| What is expected |
Please produce a character-exact copy of the listing that follows, omitting all images.

*** Begin section ***

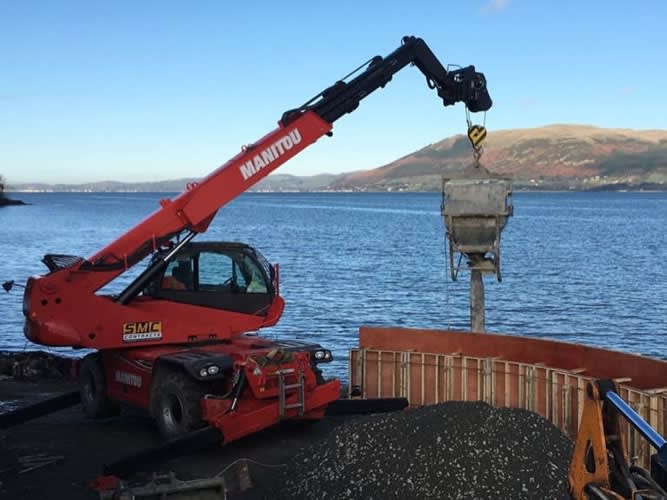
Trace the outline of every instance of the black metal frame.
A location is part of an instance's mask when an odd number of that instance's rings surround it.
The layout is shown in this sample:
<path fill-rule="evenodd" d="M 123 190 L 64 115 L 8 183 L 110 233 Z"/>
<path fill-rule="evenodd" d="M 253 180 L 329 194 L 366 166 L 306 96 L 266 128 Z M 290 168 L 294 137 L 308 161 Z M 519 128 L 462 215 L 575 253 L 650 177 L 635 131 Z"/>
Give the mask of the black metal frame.
<path fill-rule="evenodd" d="M 408 64 L 414 64 L 424 74 L 429 88 L 437 91 L 444 106 L 464 102 L 473 113 L 491 108 L 484 74 L 475 71 L 474 66 L 447 71 L 424 40 L 406 36 L 394 52 L 384 58 L 373 57 L 361 74 L 349 82 L 339 80 L 299 108 L 286 111 L 280 122 L 287 125 L 306 111 L 314 111 L 333 123 L 357 109 L 363 98 L 384 87 Z"/>

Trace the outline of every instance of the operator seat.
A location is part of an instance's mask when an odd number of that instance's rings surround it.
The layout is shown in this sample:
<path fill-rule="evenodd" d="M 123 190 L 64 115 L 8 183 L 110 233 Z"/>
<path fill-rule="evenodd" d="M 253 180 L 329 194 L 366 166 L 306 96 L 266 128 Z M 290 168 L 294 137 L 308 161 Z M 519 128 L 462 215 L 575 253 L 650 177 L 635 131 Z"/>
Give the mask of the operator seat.
<path fill-rule="evenodd" d="M 183 283 L 186 290 L 192 290 L 194 288 L 192 284 L 192 269 L 189 260 L 179 262 L 171 272 L 171 275 Z"/>

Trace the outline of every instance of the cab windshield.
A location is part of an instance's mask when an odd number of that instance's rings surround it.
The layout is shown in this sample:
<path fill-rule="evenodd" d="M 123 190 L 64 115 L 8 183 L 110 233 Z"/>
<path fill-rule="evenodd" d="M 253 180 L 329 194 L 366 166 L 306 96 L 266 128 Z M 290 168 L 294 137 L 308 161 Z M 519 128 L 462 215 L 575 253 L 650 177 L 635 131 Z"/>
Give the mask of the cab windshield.
<path fill-rule="evenodd" d="M 267 273 L 268 269 L 268 273 Z M 248 247 L 184 252 L 147 293 L 207 307 L 255 312 L 273 296 L 271 268 Z"/>

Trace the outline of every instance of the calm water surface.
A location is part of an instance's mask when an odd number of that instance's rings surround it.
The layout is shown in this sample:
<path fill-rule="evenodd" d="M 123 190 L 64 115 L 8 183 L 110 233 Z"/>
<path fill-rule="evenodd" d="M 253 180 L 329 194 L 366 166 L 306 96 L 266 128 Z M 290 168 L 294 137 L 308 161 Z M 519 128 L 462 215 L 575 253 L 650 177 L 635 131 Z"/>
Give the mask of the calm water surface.
<path fill-rule="evenodd" d="M 43 273 L 45 253 L 90 256 L 168 196 L 15 195 L 30 205 L 0 209 L 0 281 Z M 485 279 L 487 329 L 667 358 L 667 193 L 516 193 L 514 205 L 503 281 Z M 331 348 L 346 378 L 361 325 L 468 328 L 469 277 L 449 280 L 439 206 L 435 193 L 248 193 L 198 241 L 279 262 L 287 306 L 266 334 Z M 34 348 L 21 290 L 2 294 L 0 349 Z"/>

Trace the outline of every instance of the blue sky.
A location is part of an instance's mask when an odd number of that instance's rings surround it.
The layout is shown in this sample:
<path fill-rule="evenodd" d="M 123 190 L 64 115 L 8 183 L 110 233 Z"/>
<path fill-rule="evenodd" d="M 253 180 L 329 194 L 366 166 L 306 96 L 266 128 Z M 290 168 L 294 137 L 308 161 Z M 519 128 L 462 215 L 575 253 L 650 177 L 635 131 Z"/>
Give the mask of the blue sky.
<path fill-rule="evenodd" d="M 204 176 L 408 34 L 486 74 L 490 131 L 665 128 L 666 20 L 664 0 L 0 0 L 0 174 Z M 463 106 L 406 68 L 277 172 L 375 168 L 463 132 Z"/>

*** End section ***

| Solution for this problem |
Trace the outline of every instance of the black metal frame.
A location is part of an instance's mask when an odd number of that instance's rings surround it.
The layout is shown in this sample:
<path fill-rule="evenodd" d="M 123 190 L 64 115 L 8 183 L 110 233 Z"/>
<path fill-rule="evenodd" d="M 253 180 L 329 194 L 366 166 L 306 96 L 266 128 Z M 290 168 L 294 137 L 308 161 Z M 519 128 L 462 215 L 575 253 L 650 177 L 635 131 Z"/>
Give the mask of the black metal frame.
<path fill-rule="evenodd" d="M 408 64 L 414 64 L 424 74 L 429 88 L 437 91 L 444 106 L 464 102 L 473 113 L 491 108 L 484 74 L 475 71 L 474 66 L 447 71 L 424 40 L 406 36 L 394 52 L 384 58 L 373 57 L 361 74 L 349 82 L 339 80 L 299 108 L 286 111 L 280 122 L 287 125 L 306 111 L 314 111 L 333 123 L 357 109 L 363 98 L 384 87 Z"/>

Trace the outline of every instance of the operator seat.
A location is part of an instance's mask when an odd number of that instance's rings surround it.
The layout is shown in this sample:
<path fill-rule="evenodd" d="M 123 190 L 64 115 L 8 183 L 110 233 Z"/>
<path fill-rule="evenodd" d="M 253 180 L 329 194 L 366 166 L 306 96 L 266 128 Z M 290 168 L 294 137 L 308 161 Z M 519 128 L 462 215 L 575 253 L 650 177 L 635 131 Z"/>
Give the mask of the operator seat.
<path fill-rule="evenodd" d="M 183 283 L 186 290 L 192 290 L 194 288 L 192 284 L 192 269 L 189 260 L 179 262 L 171 272 L 171 275 Z"/>

Trace the outline of every instance of the cab windshield.
A location is part of an instance's mask when an odd number of that instance's rings surround it.
The layout is shown in this sample:
<path fill-rule="evenodd" d="M 123 190 L 64 115 L 8 183 L 110 233 Z"/>
<path fill-rule="evenodd" d="M 253 180 L 329 194 L 366 166 L 306 96 L 266 128 Z M 290 168 L 294 137 L 308 161 Z M 519 128 L 462 215 L 575 253 L 650 177 L 635 131 Z"/>
Give the mask of the cab windshield.
<path fill-rule="evenodd" d="M 267 273 L 268 269 L 268 273 Z M 248 247 L 184 252 L 147 293 L 207 307 L 255 312 L 273 296 L 271 268 Z"/>

Trace the outline of every instance of the calm water surface.
A location is part of an instance's mask when an odd number of that instance's rings surround it.
The layout is shown in this sample:
<path fill-rule="evenodd" d="M 123 190 L 64 115 L 8 183 L 110 233 Z"/>
<path fill-rule="evenodd" d="M 253 180 L 329 194 L 366 166 L 306 96 L 266 128 Z M 290 168 L 294 137 L 308 161 Z M 519 128 L 462 215 L 575 253 L 650 177 L 635 131 Z"/>
Give the mask of the calm water surface.
<path fill-rule="evenodd" d="M 43 273 L 45 253 L 90 256 L 168 196 L 15 195 L 30 205 L 0 209 L 0 281 Z M 485 279 L 487 329 L 667 358 L 667 193 L 516 193 L 514 205 L 503 281 Z M 331 348 L 346 378 L 361 325 L 468 328 L 469 277 L 449 280 L 439 206 L 435 193 L 248 193 L 198 241 L 279 262 L 287 306 L 266 334 Z M 34 348 L 21 290 L 2 294 L 0 349 Z"/>

Trace the outline of every instance of the blue sky.
A location is part of an instance's mask when an odd number of that instance's rings surround it.
The layout is shown in this sample:
<path fill-rule="evenodd" d="M 123 190 L 64 115 L 8 183 L 110 233 Z"/>
<path fill-rule="evenodd" d="M 253 180 L 329 194 L 366 166 L 306 96 L 266 128 Z M 290 168 L 294 137 L 308 161 Z M 519 128 L 462 215 L 575 253 L 650 177 L 635 131 Z"/>
Give the mask of the blue sky.
<path fill-rule="evenodd" d="M 204 176 L 408 34 L 486 74 L 490 131 L 665 128 L 666 20 L 664 0 L 0 0 L 0 174 Z M 463 106 L 406 68 L 277 172 L 375 168 L 463 132 Z"/>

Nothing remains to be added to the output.